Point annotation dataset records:
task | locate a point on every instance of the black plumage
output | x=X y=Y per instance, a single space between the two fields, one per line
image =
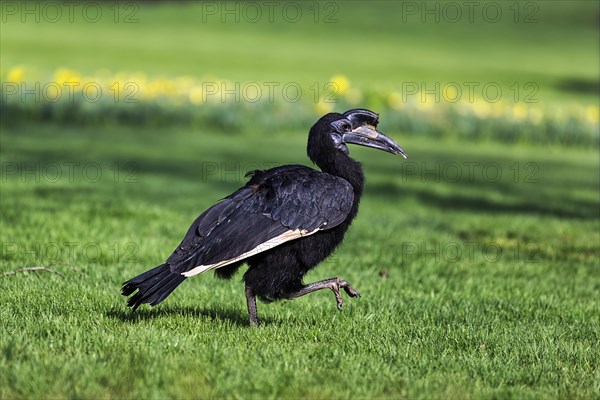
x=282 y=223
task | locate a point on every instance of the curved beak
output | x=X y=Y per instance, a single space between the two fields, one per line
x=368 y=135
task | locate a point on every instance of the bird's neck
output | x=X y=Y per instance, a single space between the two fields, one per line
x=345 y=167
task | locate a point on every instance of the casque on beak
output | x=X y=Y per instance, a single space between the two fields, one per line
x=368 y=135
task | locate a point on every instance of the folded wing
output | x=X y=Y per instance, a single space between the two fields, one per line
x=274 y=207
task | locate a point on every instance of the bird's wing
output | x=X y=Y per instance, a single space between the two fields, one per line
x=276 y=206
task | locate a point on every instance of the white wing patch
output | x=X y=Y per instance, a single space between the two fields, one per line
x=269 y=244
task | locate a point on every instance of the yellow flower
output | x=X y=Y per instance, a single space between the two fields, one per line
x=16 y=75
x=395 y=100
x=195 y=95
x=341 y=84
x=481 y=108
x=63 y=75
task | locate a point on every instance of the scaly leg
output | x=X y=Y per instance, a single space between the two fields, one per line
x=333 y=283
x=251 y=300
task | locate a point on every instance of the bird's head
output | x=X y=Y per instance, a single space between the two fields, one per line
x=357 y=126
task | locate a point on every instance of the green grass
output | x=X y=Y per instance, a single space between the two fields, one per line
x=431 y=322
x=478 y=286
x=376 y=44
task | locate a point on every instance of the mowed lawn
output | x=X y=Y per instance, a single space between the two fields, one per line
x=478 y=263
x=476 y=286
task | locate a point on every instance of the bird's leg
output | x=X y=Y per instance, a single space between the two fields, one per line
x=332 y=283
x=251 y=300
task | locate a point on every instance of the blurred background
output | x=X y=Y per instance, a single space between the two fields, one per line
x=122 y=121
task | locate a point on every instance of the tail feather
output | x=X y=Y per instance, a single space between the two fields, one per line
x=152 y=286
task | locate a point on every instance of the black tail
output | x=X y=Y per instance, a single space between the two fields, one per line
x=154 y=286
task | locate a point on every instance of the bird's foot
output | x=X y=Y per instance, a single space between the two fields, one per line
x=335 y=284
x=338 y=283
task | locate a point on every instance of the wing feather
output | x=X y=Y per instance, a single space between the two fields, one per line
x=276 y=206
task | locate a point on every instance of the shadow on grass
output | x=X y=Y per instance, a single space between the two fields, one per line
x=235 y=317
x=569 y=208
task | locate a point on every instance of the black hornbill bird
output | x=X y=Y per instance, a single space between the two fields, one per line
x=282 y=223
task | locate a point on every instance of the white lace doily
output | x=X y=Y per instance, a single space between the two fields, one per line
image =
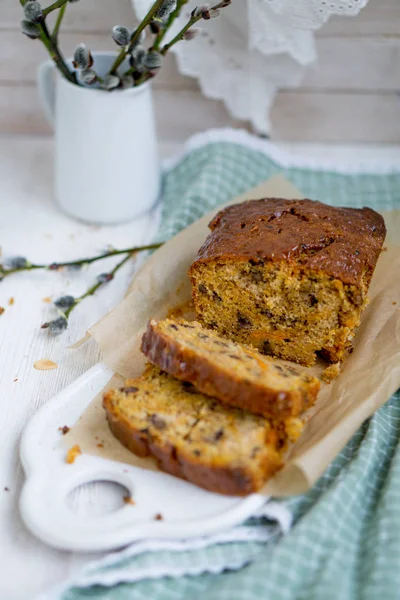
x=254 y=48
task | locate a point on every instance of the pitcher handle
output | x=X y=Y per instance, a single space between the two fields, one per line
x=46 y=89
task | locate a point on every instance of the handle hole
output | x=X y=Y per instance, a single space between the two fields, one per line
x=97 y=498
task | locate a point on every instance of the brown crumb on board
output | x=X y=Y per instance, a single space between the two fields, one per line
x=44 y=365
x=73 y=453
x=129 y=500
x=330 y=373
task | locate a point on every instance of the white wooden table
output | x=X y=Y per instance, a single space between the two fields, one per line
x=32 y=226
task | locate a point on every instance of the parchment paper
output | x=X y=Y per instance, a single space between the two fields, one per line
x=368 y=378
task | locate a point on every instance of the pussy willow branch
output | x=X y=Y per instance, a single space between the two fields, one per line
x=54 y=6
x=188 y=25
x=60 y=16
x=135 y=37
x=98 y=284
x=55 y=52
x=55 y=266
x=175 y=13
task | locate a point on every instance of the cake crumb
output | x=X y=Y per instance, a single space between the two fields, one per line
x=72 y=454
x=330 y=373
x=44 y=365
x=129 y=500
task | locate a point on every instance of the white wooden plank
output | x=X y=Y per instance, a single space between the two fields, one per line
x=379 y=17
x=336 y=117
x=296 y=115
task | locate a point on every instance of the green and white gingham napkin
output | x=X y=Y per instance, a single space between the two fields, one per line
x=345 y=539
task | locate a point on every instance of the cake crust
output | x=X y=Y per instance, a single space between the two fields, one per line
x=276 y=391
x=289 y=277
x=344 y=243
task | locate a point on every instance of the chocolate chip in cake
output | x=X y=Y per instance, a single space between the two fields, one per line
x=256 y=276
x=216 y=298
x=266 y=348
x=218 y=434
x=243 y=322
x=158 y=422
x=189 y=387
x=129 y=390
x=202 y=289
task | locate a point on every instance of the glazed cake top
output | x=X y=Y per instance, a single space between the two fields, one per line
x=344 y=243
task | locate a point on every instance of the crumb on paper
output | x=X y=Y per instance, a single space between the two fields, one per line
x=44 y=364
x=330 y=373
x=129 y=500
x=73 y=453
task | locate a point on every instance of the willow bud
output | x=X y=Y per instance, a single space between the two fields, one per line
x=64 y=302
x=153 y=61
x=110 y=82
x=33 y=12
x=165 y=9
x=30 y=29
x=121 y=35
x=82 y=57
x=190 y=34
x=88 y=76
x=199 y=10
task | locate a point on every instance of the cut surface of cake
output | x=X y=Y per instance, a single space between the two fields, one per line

* EXERCISE DETAILS: Quote the material exactly. Pictures stay out.

* OUTPUT OF THE EXERCISE:
task | locate a point on every instance of the black plumage
output | x=X y=Y per instance, a single space between the two fields, one per line
image =
x=282 y=223
task | locate a point on every instance of the curved beak
output | x=X y=Y per instance, a single space between the two fields, one per line
x=368 y=135
task | locate a point on every instance of the bird's neck
output | x=X y=Y per instance, a single space between the two fields, one per line
x=345 y=167
task | locate a point on every instance of the casque on beak
output | x=X y=Y per instance, a single space between the two fields, one per line
x=368 y=135
task | locate a point on every instance of the folded wing
output | x=X y=Y per instance, a single space between the two fields, one per line
x=274 y=207
task | locate a point on every instance of the bird's wing
output | x=X y=Y per instance, a single space between the two fields, one per line
x=276 y=206
task | locate a point on every instance of the white wing patch
output | x=X y=Y per instance, a single space between the two fields, one per line
x=269 y=244
task | locate a point on every instance of the yellow flower
output | x=X y=Y per instance, a single space between the two fields, one per line
x=16 y=75
x=395 y=100
x=195 y=95
x=341 y=84
x=481 y=108
x=63 y=75
task | locate a point on every instance of the scaly leg
output | x=X y=Y per instance, a single space between the two fields, one per line
x=333 y=283
x=251 y=300
task | locate a point on every instance of the bird's head
output | x=X y=Y per instance, a single space between the two fields, one per line
x=357 y=126
task | locate a point on every instance of the green grass
output | x=X y=Y per instance, a single space between the two fields, one per line
x=431 y=322
x=478 y=286
x=376 y=44
task | locate a point on every instance of the mowed lawn
output | x=X y=Y per instance, a single space between the two fields, one per line
x=478 y=263
x=476 y=286
task | locate a point on every instance of the bird's leg
output | x=X y=Y per instance, a single space between the two fields, one per line
x=332 y=283
x=251 y=300
task | locate a point on every instance of the blurred background
output | x=X y=Y per instance, a single space between the two fields, one per line
x=122 y=121
task | locate a point on every instance of the tail feather
output | x=X y=Y per instance, a single space between the two fields, one per line
x=152 y=286
task | locate a point on every instance of the black tail
output | x=X y=Y per instance, a single space between the two fields, one per line
x=154 y=286
task | locate a point on every instance of the bird's foot
output | x=X y=Y per instance, a single space between the two fields, one per line
x=335 y=284
x=338 y=283
task | locate a point on every instance of the wing feather
output | x=X y=Y per instance, a single space between the two fields, one per line
x=276 y=206
task | locate a point on every instance of the shadow on grass
output | x=X y=Y per instance, a single space between the two fields, one per line
x=235 y=317
x=569 y=208
task | locate a point on every instance of the black hornbill bird
output | x=X y=Y per instance, a single space between the two fields, one per line
x=282 y=223
task | locate a point on every instance of the white lace doily
output | x=X y=Y per instance, a single space between the two fields, one per line
image =
x=254 y=48
task | locate a point on every instance of the pitcher handle
output | x=X y=Y per instance, a single space between the two fields, one per line
x=46 y=89
task | locate a point on every instance of the handle hole
output | x=X y=Y per instance, a single space between the two fields, one per line
x=97 y=498
task | locate a point on every instance of the brown crumb on board
output | x=X y=Y per instance, a single space between the two fields, one per line
x=44 y=365
x=73 y=453
x=129 y=500
x=330 y=373
task | locate a point on every instance of the white wooden table
output | x=X y=Y per instance, a single space between the two fields, one per line
x=32 y=226
task | locate a point on every instance of the parchment paper
output | x=X y=Y per instance, a single space between the two fields, one per line
x=368 y=378
task | locate a point on every instance of the pussy willow branch
output | x=X y=Y per instance, a single space between the two fields, one per line
x=54 y=6
x=188 y=25
x=60 y=16
x=135 y=37
x=98 y=284
x=55 y=52
x=55 y=266
x=175 y=13
task | locate a point on every instance of the cake crumb
output | x=X y=Y per instance, a single space between the two fields, one per line
x=72 y=454
x=330 y=373
x=44 y=365
x=129 y=500
task | locate a point on every instance of the white wooden plank
output | x=X y=Y per instance, a single space between the two fields, one per line
x=379 y=17
x=336 y=117
x=296 y=115
task | locate a point on every instance of the green and white gingham napkin
output | x=X y=Y per instance, a single space between the two fields, one per line
x=345 y=539
task | locate a point on every instance of the cake crust
output | x=X y=Y per instance, a single space between the two fields, one per line
x=276 y=391
x=289 y=277
x=344 y=243
task | locate a point on every instance of the chocolate chip in cake
output | x=X y=Y per instance, a single space between the two fields, one per line
x=256 y=276
x=216 y=298
x=266 y=348
x=218 y=434
x=243 y=322
x=158 y=422
x=189 y=387
x=129 y=390
x=202 y=289
task | locate a point on every instance of the glazed cake top
output | x=X y=Y per instance, a single space between the two fields, one per line
x=344 y=243
task | locate a point on every instance of the crumb on paper
output | x=X y=Y per instance, a single space between the two fields, one per line
x=44 y=364
x=330 y=373
x=129 y=500
x=73 y=453
task | locate a point on every instance of the willow bud
output | x=X y=Y per instance, a single space between the two fields, one per line
x=64 y=302
x=153 y=61
x=110 y=82
x=33 y=12
x=165 y=9
x=30 y=29
x=121 y=35
x=82 y=57
x=190 y=34
x=88 y=76
x=199 y=10
task | locate a point on every instance of the cut surface of cake
output | x=X y=Y per instance, a single space between the two fields, one per line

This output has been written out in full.